What is expected -
Return the rows from their very first line through the line containing "point(261, 291)", with both ends included, and copy each line unchanged.

Location identification items
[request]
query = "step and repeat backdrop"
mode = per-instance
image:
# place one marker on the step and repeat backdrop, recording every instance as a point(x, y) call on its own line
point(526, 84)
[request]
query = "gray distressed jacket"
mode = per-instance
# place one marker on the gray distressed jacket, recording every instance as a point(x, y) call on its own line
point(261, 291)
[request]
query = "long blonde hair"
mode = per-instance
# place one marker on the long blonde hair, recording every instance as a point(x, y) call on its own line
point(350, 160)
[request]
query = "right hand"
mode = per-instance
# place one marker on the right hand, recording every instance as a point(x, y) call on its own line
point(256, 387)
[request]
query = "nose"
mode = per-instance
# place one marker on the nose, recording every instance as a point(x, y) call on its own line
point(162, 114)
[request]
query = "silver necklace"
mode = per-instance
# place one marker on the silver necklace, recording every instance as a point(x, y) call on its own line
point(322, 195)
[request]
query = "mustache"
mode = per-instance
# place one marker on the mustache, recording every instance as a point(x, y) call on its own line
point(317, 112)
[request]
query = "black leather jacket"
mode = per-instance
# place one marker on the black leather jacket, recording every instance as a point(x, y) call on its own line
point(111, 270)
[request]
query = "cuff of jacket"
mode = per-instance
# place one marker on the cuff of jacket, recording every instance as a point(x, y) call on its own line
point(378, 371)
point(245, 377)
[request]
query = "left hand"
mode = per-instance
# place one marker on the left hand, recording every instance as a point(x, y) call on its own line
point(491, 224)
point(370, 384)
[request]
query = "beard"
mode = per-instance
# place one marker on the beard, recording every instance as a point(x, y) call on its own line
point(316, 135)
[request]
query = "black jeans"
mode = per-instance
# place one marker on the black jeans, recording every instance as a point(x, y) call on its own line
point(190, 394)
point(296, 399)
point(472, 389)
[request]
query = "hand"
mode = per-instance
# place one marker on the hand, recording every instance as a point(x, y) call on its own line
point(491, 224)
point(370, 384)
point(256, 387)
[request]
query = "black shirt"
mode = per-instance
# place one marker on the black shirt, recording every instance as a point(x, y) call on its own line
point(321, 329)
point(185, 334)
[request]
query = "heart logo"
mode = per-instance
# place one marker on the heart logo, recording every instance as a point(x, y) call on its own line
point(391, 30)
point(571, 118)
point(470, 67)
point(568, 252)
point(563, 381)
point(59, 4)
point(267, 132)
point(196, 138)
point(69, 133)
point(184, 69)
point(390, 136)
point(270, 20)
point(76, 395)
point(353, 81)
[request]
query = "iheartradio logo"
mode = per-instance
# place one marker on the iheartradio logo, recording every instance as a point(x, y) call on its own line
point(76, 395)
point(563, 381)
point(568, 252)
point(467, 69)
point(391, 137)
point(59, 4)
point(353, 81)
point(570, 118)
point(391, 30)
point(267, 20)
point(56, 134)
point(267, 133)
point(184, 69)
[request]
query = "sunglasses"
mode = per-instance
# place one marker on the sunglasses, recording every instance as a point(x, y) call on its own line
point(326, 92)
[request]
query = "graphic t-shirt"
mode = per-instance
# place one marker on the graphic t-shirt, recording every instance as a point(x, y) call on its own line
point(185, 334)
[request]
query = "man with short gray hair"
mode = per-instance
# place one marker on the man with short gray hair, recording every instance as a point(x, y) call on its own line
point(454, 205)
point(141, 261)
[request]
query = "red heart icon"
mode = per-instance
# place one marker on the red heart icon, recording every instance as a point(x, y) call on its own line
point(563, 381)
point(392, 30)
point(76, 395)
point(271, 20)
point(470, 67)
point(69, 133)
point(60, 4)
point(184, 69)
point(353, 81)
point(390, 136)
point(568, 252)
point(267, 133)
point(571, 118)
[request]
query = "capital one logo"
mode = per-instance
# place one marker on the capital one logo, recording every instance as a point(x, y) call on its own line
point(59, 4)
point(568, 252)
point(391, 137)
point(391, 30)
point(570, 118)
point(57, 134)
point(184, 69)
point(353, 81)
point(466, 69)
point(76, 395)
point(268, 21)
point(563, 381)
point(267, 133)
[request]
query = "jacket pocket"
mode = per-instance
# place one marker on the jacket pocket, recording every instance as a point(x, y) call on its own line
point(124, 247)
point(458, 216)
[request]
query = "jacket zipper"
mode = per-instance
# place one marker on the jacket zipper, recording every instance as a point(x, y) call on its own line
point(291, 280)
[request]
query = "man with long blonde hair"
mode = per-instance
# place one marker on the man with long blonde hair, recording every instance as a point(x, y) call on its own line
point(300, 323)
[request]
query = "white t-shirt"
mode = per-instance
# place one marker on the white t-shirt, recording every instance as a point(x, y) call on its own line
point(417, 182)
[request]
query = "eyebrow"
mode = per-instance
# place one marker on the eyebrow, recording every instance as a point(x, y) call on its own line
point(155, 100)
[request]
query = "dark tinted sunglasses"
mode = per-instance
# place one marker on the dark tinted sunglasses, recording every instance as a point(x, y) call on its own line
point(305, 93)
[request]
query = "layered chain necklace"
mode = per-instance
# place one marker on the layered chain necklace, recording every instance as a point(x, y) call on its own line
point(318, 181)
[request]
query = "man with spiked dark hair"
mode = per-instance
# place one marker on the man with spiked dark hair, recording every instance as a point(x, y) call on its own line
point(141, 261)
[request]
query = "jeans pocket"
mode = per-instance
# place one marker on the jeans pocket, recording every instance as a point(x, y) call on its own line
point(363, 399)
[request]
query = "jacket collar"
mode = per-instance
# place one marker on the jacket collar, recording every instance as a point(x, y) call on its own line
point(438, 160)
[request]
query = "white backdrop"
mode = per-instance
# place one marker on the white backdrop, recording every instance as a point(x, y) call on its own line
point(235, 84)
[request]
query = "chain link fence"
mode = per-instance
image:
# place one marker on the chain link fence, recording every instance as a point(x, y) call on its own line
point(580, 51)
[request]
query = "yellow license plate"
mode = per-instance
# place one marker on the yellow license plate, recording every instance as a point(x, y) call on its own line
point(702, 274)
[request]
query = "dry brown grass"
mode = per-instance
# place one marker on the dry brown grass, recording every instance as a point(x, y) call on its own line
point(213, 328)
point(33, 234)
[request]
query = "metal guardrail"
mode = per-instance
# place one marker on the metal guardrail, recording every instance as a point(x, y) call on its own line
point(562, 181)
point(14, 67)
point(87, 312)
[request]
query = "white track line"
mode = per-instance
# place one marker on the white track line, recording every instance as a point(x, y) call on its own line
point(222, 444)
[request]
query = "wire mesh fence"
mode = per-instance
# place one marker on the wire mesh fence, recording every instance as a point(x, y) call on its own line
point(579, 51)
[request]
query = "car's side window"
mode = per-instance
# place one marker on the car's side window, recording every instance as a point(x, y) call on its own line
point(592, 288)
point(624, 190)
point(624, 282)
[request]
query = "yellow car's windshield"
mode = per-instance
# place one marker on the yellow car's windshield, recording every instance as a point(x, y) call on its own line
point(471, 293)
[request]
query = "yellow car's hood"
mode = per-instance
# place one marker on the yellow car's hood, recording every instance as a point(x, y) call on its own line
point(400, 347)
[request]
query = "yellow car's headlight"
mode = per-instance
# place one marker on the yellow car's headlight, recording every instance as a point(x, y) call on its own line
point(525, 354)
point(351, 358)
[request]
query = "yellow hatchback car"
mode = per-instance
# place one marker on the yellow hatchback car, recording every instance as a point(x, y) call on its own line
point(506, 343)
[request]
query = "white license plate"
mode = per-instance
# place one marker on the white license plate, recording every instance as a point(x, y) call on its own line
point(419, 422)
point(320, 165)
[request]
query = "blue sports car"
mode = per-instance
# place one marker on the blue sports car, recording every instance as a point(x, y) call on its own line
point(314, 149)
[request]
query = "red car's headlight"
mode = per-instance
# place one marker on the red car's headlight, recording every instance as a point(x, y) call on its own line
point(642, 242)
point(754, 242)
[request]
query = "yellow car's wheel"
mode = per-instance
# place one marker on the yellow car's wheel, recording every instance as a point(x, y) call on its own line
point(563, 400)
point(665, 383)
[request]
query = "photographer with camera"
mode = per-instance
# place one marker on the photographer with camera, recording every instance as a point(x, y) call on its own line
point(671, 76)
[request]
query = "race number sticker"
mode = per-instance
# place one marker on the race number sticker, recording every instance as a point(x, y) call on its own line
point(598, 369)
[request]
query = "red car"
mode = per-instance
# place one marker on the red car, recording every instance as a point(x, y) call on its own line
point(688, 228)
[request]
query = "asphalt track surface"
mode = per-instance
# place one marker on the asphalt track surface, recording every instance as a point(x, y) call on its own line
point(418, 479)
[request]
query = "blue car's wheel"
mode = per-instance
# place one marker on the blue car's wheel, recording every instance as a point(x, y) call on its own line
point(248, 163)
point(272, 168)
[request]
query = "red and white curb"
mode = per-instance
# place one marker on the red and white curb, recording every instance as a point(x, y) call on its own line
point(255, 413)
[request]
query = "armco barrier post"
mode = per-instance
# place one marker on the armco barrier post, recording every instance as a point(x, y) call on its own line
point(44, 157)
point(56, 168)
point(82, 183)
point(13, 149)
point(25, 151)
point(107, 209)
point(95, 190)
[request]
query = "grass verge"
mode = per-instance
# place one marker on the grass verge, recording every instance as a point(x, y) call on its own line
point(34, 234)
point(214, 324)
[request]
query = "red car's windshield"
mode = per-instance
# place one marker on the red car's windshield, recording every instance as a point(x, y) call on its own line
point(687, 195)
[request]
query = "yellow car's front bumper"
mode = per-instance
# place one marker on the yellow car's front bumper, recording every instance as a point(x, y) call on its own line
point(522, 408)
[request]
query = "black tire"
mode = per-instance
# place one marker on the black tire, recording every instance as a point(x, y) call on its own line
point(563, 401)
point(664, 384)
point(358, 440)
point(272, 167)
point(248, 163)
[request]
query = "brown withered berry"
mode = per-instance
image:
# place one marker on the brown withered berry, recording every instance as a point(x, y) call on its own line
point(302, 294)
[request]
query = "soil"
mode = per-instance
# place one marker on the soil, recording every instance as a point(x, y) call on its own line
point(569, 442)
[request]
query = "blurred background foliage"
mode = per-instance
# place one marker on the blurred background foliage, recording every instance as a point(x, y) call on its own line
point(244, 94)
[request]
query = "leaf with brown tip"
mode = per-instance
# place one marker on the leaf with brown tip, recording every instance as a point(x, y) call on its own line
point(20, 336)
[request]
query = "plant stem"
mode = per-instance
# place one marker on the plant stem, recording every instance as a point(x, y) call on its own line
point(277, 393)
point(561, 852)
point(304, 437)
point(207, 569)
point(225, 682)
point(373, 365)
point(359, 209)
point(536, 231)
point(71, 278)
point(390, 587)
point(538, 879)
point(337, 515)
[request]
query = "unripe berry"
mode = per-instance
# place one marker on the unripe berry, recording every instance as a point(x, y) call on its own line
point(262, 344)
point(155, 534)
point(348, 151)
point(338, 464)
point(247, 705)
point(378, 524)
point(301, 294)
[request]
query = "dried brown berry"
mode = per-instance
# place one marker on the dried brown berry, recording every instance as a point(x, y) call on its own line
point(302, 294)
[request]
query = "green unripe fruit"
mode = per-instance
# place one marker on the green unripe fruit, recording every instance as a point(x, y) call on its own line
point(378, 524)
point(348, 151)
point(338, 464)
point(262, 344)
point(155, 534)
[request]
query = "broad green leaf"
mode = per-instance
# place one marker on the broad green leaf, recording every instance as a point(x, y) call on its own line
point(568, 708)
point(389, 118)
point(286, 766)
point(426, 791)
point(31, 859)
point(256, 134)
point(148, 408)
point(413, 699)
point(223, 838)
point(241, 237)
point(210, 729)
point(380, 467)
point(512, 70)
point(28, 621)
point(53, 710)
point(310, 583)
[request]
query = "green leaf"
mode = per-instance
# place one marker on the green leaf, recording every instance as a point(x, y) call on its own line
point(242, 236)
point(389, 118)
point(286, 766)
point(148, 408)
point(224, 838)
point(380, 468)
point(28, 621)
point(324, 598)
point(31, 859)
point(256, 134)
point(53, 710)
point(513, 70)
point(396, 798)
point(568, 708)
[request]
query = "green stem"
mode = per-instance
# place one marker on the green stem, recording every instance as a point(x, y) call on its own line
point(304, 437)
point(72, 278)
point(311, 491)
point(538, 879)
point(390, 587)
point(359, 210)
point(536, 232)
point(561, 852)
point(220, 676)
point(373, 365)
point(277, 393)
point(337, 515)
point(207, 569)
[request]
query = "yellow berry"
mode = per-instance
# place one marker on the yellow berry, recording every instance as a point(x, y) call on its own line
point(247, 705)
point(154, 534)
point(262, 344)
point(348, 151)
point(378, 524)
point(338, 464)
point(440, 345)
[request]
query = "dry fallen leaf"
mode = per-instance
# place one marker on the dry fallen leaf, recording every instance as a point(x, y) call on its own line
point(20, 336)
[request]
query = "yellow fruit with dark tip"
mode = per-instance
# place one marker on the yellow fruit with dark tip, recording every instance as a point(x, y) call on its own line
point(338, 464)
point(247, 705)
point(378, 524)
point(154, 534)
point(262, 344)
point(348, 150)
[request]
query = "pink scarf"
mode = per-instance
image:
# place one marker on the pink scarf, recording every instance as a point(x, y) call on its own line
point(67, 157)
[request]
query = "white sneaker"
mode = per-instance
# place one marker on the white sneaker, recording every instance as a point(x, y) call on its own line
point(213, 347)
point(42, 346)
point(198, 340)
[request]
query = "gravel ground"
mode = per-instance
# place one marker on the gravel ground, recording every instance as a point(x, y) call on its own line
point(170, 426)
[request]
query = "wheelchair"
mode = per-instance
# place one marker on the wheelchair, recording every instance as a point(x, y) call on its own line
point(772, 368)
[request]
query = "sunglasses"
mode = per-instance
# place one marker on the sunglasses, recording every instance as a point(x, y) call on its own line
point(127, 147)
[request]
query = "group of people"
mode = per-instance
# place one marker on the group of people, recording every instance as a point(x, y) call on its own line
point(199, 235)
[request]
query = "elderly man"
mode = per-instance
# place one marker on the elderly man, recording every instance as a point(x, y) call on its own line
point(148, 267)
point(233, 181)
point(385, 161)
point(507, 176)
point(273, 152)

Written solution -
[request]
query = "step and repeat backdrop"
mode = per-instance
image:
# place one marker on the step and repeat backdrop, recording every instance as a point(x, y) call on its own line
point(526, 84)
[request]
query = "gray distressed jacket"
mode = per-instance
# place one marker on the gray distressed jacket, recording every instance as a point(x, y) call on its own line
point(261, 291)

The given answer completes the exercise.